Required actions:
- a) Answer these questions about the abstract on psychosis-associated creatine kinase in adolescents:
(i) How many adolescents took part in the study?
(ii) Which diagnosis was most prevalent, and in what share of patients?
(iii) What percentage of patients had a CK0 level above 1,000 IU/L?
- b) Write out the part of the abstract on psychosis-associated creatine kinase in adolescents from "Objective: Psychosis-associated creatine" up to and including "such PACK characteristics.".
- c) Which measures does the Method section of the abstract on psychosis-associated creatine kinase in adolescents list? Name every one.

Provided text:
:::::

Objective: Psychosis-associated creatine kinase (CK)-emia (PACK) is a common and pronounced laboratory abnormality that accompanies adult psychotic conditions. Adult PACK is a relatively consistent individual trait. The authors investigated whether psychotic adolescents also present with such PACK characteristics.
Method: Participants were 127 newly admitted, drug-free, psychotic Israeli adolescents. Measures were baseline psychotic severity, serum creatine kinase (CK0), lactate dehydrogenase (LDH0), glutamate oxaloacetate transaminase (SGOT0), white blood cell count (WBC0), urine myoglobulin, and the repeated CK (RepCK) measurements taken during recurrent psychotic episodes.
Results: Schizophrenia was the prevalent diagnosis (53%). CK0 levels did not correlate with the severity of the psychotic symptoms. Twenty-one percent of patients had a CK0 level >1,000 IU/L. CK0 and RepCK levels were higher in males than in females (p < or = .001) and in Jewish Sephardi patients than in Ashkenazi patients (p < .007). There was no difference by diagnosis. Logarithmic (Ln) CK0 correlated with RepCK, SGOT0, LDH0, and WBC0 (r = +0.32-0.74, p < .001) but correlated inversely with serum cholesterol0 (r = -0.36, p = .002) in males. Even prominent PACK was not associated with myoglobinuria. These findings remained significant among the younger patients (aged <18 years). In males from this subgroup, LnCK0 also correlated with age (p < .007) but not with weight.
Conclusions: In psychotic adolescents, PACK is common, is more prevalent among males, is independent of diagnosis, is influenced by ethnicity, and tends to recur.

:::::

[Natural-language region descriptions]
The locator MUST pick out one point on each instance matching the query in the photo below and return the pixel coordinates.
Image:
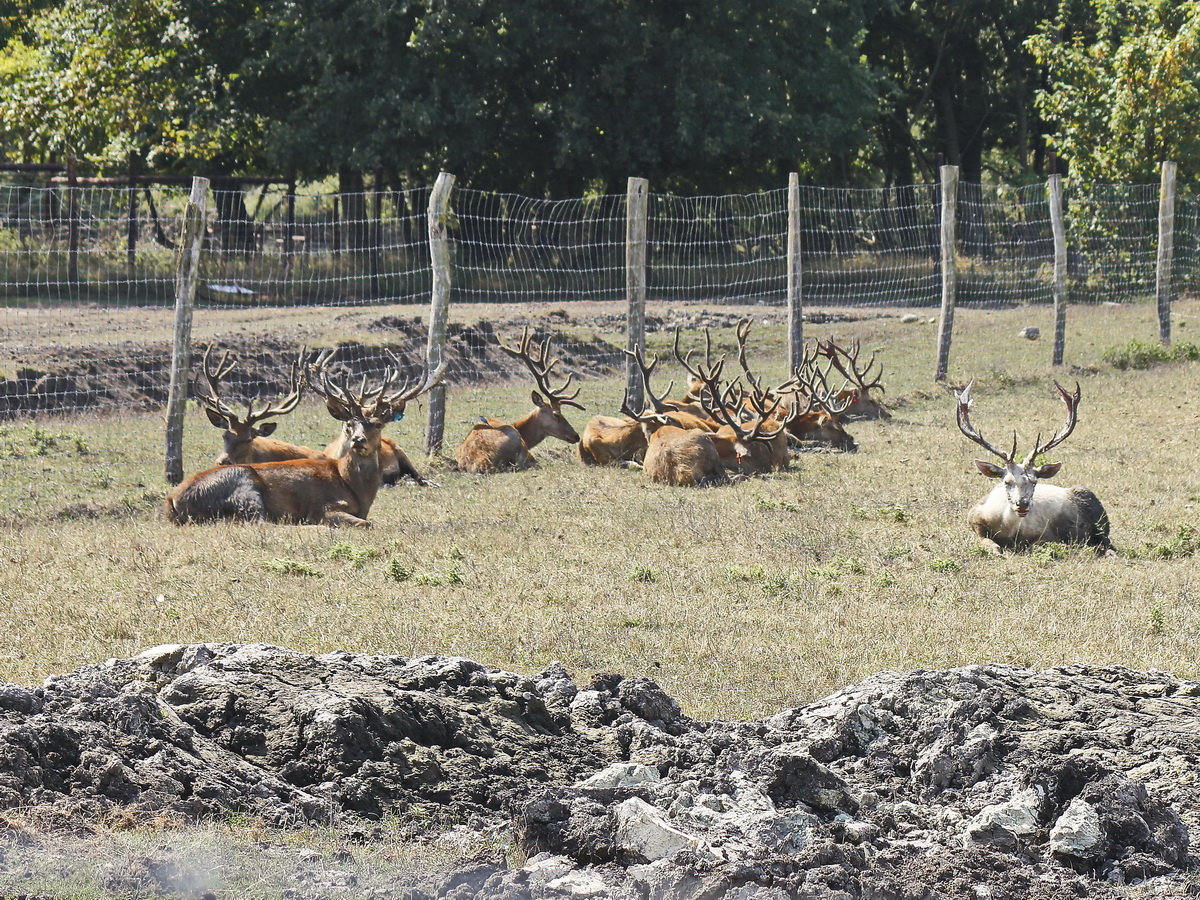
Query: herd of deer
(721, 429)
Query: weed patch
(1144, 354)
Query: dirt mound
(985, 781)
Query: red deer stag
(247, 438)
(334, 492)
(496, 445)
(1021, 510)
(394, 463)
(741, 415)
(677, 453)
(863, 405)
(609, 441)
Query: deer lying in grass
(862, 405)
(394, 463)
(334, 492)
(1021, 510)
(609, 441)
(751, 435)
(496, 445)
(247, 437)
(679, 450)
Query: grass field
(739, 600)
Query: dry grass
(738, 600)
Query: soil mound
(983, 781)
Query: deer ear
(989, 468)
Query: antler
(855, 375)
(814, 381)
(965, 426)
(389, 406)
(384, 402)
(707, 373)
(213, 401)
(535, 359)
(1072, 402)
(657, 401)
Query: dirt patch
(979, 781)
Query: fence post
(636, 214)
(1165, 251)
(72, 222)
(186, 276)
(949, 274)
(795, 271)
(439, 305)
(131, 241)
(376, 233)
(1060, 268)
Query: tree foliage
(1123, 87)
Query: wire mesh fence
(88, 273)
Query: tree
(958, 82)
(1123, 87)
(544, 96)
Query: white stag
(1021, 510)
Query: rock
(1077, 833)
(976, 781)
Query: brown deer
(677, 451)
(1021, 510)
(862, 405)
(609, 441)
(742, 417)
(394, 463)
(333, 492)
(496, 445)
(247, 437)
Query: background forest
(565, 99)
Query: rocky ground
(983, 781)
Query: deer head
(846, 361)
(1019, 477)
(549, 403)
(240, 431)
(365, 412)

:::::

Responses to the tasks:
- a)
(i) 127
(ii) Schizophrenia, in 53% of patients
(iii) Twenty-one percent

- b)
Objective: Psychosis-associated creatine kinase (CK)-emia (PACK) is a common and pronounced laboratory abnormality that accompanies adult psychotic conditions. Adult PACK is a relatively consistent individual trait. The authors investigated whether psychotic adolescents also present with such PACK characteristics.

- c)
- Baseline psychotic severity
- Serum creatine kinase (CK0)
- Lactate dehydrogenase (LDH0)
- Glutamate oxaloacetate transaminase (SGOT0)
- White blood cell count (WBC0)
- Urine myoglobulin
- Repeated CK (RepCK) measurements taken during recurrent psychotic episodes